(Problem details): Copy all of the data below word for word, but leave out the pictures.

(Dataset):
◆ ◆ ◆ ◆

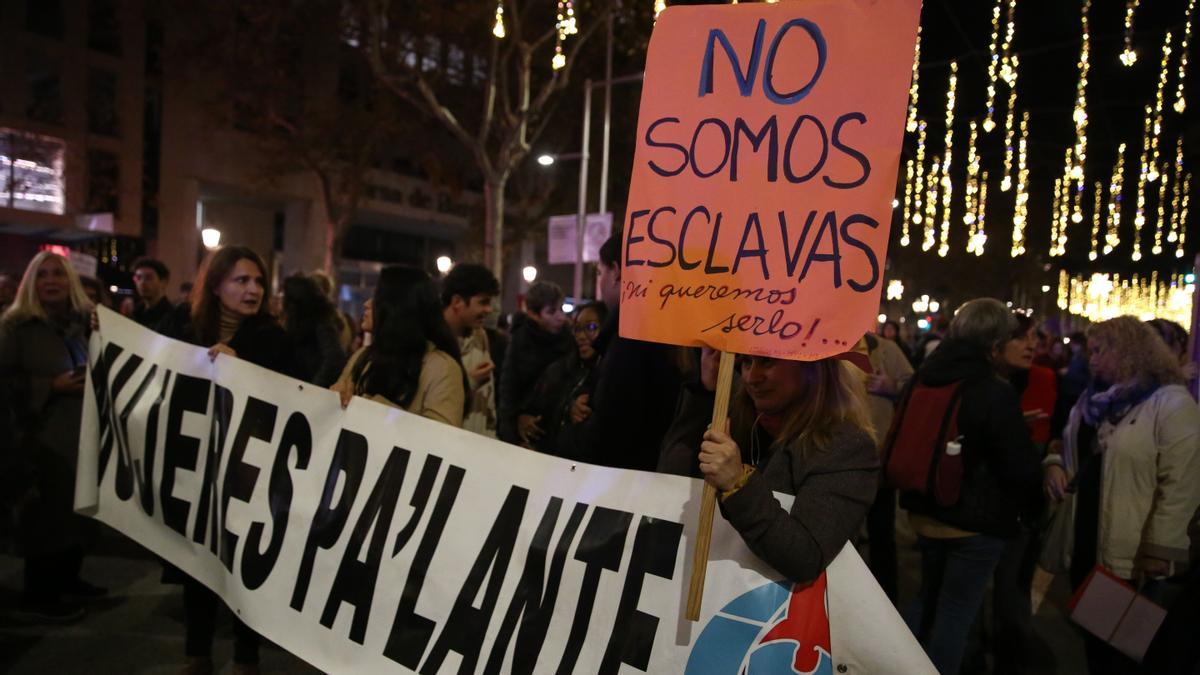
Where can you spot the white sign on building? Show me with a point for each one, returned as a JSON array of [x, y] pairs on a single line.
[[562, 237]]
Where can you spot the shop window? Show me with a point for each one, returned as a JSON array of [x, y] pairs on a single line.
[[31, 172], [43, 88], [102, 109], [103, 183]]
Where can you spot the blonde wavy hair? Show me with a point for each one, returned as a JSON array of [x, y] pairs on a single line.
[[1140, 352], [27, 304], [835, 392]]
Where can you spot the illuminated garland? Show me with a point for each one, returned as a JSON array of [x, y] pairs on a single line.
[[1080, 117], [1152, 174], [1176, 193], [907, 204], [971, 207], [1161, 222], [1021, 207], [981, 234], [913, 91], [1180, 102], [993, 67], [498, 29], [931, 192], [947, 185], [919, 187], [1007, 66], [1139, 219], [1113, 238], [1061, 210], [1102, 297], [565, 27], [1129, 57], [1183, 214], [1009, 131]]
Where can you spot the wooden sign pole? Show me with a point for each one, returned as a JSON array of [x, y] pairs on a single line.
[[708, 505]]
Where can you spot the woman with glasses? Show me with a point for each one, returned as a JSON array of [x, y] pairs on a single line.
[[552, 408]]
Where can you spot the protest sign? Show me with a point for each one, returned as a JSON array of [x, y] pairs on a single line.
[[371, 539], [768, 143]]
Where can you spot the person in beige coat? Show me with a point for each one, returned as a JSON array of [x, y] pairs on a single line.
[[1131, 463], [413, 360]]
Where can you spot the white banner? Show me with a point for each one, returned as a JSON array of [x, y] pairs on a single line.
[[371, 539]]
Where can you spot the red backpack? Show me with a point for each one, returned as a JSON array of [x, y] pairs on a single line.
[[924, 452]]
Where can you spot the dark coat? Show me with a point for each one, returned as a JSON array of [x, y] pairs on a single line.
[[833, 485], [259, 340], [633, 402], [531, 351], [46, 428], [556, 390], [1001, 470]]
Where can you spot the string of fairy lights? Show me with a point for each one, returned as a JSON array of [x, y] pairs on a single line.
[[1099, 297], [1161, 186], [929, 191]]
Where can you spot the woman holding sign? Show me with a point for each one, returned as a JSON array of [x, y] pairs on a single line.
[[799, 428]]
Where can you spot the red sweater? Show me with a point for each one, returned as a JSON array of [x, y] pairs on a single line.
[[1041, 394]]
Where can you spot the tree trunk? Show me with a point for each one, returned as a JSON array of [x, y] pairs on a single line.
[[335, 238], [493, 227]]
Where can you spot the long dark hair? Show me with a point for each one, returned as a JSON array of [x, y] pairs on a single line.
[[205, 304], [407, 316], [305, 308]]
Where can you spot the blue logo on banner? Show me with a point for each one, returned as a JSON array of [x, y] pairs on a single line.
[[769, 629]]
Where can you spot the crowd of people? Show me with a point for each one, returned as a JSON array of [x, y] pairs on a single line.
[[1007, 449]]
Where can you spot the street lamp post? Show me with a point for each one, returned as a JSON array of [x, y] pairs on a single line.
[[583, 156]]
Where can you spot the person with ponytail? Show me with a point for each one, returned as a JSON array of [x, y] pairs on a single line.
[[413, 360]]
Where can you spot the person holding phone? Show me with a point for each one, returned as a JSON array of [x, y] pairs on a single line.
[[43, 360], [1013, 578]]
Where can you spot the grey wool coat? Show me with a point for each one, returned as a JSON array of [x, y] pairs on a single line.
[[834, 487], [33, 353]]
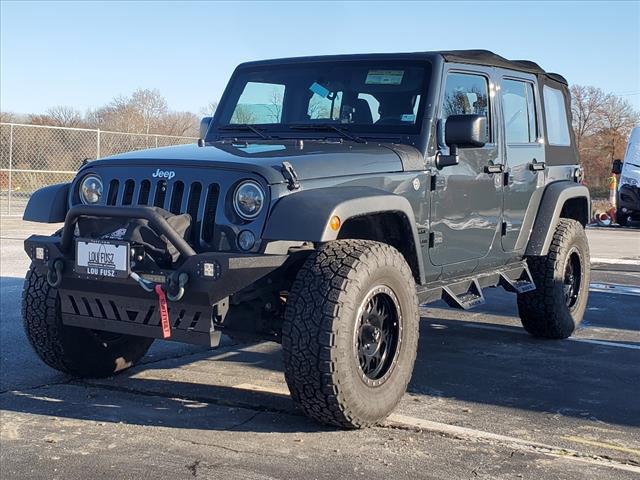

◆ ◆ ◆ ◆

(Answer to this exercise):
Where can you spot the white sign on building? Show me with a point for each one, returned as a JSON array of [x, y] pairs on a single line.
[[562, 237]]
Where can you spot the shop window? Show me with a point for each one, returned as a JSON array of [x, y] pairs on a single line.
[[31, 172], [43, 88], [102, 109], [103, 183]]
Where can you spot the blonde wavy hair? Show me with a point for each one, returned as a JSON array of [x, y] pairs on a single line.
[[1140, 352], [27, 304], [835, 392]]
Where can you spot the illuminated garland? Show me with a point for each one, returned as a JSON array of [x, y] pairs on a single line.
[[1080, 117], [1152, 174], [1176, 193], [907, 204], [971, 207], [1161, 222], [1021, 207], [981, 234], [913, 91], [1180, 102], [993, 67], [498, 29], [931, 192], [947, 185], [919, 187], [1007, 66], [1139, 219], [1113, 238], [1061, 210], [1102, 297], [565, 27], [1129, 57], [1183, 214], [1009, 131]]
Where can you spot the wooden sign pole? Show me with a point for each one, returned as a JSON array of [x, y] pairs on a single line.
[[708, 505]]
Where can you spot the woman with glasses? Show me with a point for each one, returned as a JSON array of [x, y] pairs on a single line.
[[552, 408]]
Where can you spot the protest sign? Show me with a point for each one, returned as a JSON array of [x, y] pairs on a single line.
[[371, 539], [768, 143]]
Where can you spot the person in beige coat? Show me with a point for each one, returned as a JSON array of [x, y] pairs on a single line.
[[1131, 463], [413, 360]]
Where can you spot the white banner? Show me with a point for each one, returned as a JSON array of [x, y] pairs on a single line.
[[371, 539]]
Where can you spot the red backpack? Show me with a point for each one, returned as a JSON array of [x, y] pairs on a single line.
[[924, 452]]
Where can you spot the dark coat? Show me with a point for each one, returned as a JSON array of [x, y] pairs on a single line.
[[833, 485], [259, 340], [633, 402], [531, 351], [46, 428], [556, 390], [1001, 470]]
Where can you spot the string of fairy lights? Show me with a point for each one, returned as a JSON array of [x, y] pairs on a single line.
[[1099, 297], [1161, 186], [929, 191]]
Where can you spot the woman holding sign? Show me with a point for each one, returned as a JSON array of [x, y] pairs on a single line.
[[799, 428]]
Where can you spot the red sweater? Show me with a point for each one, returned as a JSON array of [x, y] pairs on a single line.
[[1041, 394]]
Where can you spot the tree trunk? Show me with a point for each one, returned as a JSON array of [x, y] pairs on a single line.
[[335, 238], [493, 227]]
Where can you spot the long dark hair? Show me with a point for each one, returned as a JSON array of [x, y] pairs on a single line.
[[205, 304], [407, 316], [305, 308]]
Where can you spot the blue logo on banner? Show me with a point for each one, returned as a JSON array of [x, y] pairs on a single line.
[[769, 629]]
Where can you spot the crowd of people? Show me with a point for each one, returned as a JSON array of [x, y] pairs on a single line.
[[1007, 449]]
Where can you spot the street lamp post? Show me with a point for each one, returned as a JSON array of [x, y] pairs on a single line.
[[583, 156]]
Where can you spot the person with ponytail? Show me with a point for each one, returned as a JSON array of [x, y] pairs on a single line.
[[413, 360]]
Where can you spot the person holding phone? Show me with a point for each one, returned as a JSON array of [x, y] pairs on a single line.
[[43, 360], [1013, 578]]
Where can you spot the grey wool coat? Show me with a point for each one, returned as a JSON array of [x, y] pairs on a single line.
[[834, 487], [33, 353]]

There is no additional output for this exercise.